§ **Document segment**
(begin)

In an age where everyone can speak, expressing an opinion can feel oddly dangerous. One sentence lands wrong, and suddenly you’re “that person.”
I’ve felt that fear, too.
After I publish something, I reread it again and again, tweaking words and softening edges. And still, it can “ferment” online, spreading and changing shape as more people join in. A sincere share can be read as showing off. A calm discussion can turn into a fight. After enough of these experiences, many of us do the safest thing we can think of.
We go quiet.
I used to be part of that quiet crowd. Even starting my public writing this year took a long time. I’m still cautious. I still hesitate. But I’m learning to do something else: to accept the full range of voices that show up—supportive, confused, critical, misinformed, even mean.
Because only when you accept what’s there can a new perspective appear.
Not every voice is an attack
The turning point for me was this: I stopped treating every response as an assault. Instead, I “went down” into the comment section, not to defend myself, but to observe and to feel.
What I found was simple and almost funny. Behind every opinion is a different person with a different goal. If the lens is different, the conclusion will be different.
Some people argue to clarify. You go back and forth, and then suddenly you understand each other.
Oh. So that’s what you mean.
And some people argue only to repeat emotion. The conversation loops. After twenty minutes you realize you aren’t even talking about the same thing.
Here’s the part that matters.
You can choose.
You can choose whether to continue. You can choose who is worth going deeper with. You can choose to exit.
The deeper choice: accept change, accept imperfection
There’s another layer to this kind of choosing: accepting that ideas exist, even the ones you don’t like—and accepting that the world keeps changing.

(end)

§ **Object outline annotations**
(begin)

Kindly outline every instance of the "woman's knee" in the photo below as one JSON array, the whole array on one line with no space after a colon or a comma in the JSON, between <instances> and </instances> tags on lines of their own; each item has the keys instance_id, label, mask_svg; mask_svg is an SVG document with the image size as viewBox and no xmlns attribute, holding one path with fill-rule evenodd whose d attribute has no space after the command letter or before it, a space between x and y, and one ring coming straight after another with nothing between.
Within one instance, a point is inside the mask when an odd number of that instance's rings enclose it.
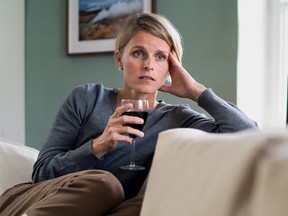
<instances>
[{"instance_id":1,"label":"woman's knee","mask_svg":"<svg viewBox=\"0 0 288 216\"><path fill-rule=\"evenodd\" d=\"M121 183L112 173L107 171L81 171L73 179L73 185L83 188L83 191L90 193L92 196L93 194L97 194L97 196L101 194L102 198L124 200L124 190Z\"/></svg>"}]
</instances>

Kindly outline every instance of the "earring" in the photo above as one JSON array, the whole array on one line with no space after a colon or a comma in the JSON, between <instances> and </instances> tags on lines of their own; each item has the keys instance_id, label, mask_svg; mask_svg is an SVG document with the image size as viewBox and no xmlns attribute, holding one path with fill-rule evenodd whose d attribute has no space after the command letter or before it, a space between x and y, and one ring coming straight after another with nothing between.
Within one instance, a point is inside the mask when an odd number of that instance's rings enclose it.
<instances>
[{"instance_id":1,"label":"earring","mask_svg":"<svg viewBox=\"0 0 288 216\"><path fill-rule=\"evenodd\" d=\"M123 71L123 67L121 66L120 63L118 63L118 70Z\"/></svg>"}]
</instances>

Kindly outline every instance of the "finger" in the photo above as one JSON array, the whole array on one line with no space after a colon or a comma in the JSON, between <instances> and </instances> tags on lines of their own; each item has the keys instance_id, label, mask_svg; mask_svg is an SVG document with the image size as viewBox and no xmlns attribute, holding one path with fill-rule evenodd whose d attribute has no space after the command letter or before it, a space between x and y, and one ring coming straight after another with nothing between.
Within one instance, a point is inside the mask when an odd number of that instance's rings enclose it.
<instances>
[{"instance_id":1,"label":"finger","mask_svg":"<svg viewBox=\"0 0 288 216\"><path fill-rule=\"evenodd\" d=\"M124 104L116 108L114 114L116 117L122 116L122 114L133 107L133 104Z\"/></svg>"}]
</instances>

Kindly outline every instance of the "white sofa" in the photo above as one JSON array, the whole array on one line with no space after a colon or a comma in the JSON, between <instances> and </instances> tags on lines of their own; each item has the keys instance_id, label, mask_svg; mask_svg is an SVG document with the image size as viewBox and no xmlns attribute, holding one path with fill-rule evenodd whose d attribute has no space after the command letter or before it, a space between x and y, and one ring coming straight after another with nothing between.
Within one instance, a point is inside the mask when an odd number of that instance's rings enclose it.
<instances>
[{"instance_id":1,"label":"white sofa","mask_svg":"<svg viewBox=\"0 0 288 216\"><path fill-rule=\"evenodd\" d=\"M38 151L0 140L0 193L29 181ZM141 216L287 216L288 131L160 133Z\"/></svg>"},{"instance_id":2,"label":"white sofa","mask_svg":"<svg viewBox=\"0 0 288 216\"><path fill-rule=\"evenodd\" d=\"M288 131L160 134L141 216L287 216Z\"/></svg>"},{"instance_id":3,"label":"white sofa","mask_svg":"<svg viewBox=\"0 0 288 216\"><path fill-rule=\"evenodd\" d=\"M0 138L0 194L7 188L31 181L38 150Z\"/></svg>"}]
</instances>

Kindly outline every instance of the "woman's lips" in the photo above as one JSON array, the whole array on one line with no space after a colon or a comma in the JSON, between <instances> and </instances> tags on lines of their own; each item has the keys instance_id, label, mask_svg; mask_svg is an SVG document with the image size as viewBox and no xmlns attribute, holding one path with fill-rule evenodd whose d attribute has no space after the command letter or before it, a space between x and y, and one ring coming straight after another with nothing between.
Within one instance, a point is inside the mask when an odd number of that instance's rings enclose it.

(end)

§ **Aim**
Resume the essay about speaking up online and accepting the range of responses, starting right after its final sentence. These lines have no connection to the text.

§ **Answer**
What you say right now might be wrong. Not because you’re stupid, but because someone else saw something earlier than you did.
What someone else says right now might be right. And a few years later, when you look back, it might be wildly wrong.
If that sounds unsettling, it is. But it’s also freeing. It means you don’t have to cling to being right. You only have to stay awake.
Still, this isn’t a skill that appears out of nowhere. It takes real inner energy to practice it.
Recently, while reading William Zinsser’s Writing to Learn, I found a description that made the whole thing click.
Writing is vulnerable. That’s the point.
Zinsser says writing is, by nature, vulnerable. The moment a reader sees your work, you lose control over how it will be interpreted.
That loss of control is not a bug. It’s the deal.
So what do you lean on when misunderstanding is guaranteed?
Zinsser points to two kinds of inner fuel: confidence and self-respect.
Confidence is the belief that what you’re writing has value. It gives you the courage to write for yourself first. When you’re moved by your own words, there’s a chance someone on the other side of the screen will be moved, too.
Self-respect is what keeps criticism from collapsing you. It doesn’t mean you’re beyond feedback. It means your sense of self isn’t held hostage by every reaction.
I edit for myself and I write for myself. I assume that if I consider something interesting or funny, a certain number of other people will too. If they don’t, they have two inalienable rights—they can fire the editor and they can stop reading the writer.
Once you accept the limits of language, a more rational choice becomes possible. You stop spending energy trying to control what cannot be controlled, other people’s interpretations, and you return to the one thing you can actually influence.
The work.
Curiosity is what you earn after you stop trying to control people
When you’re focused on the act of creating, it becomes easier to meet different voices with curiosity.
Wow. That’s what you think? Interesting.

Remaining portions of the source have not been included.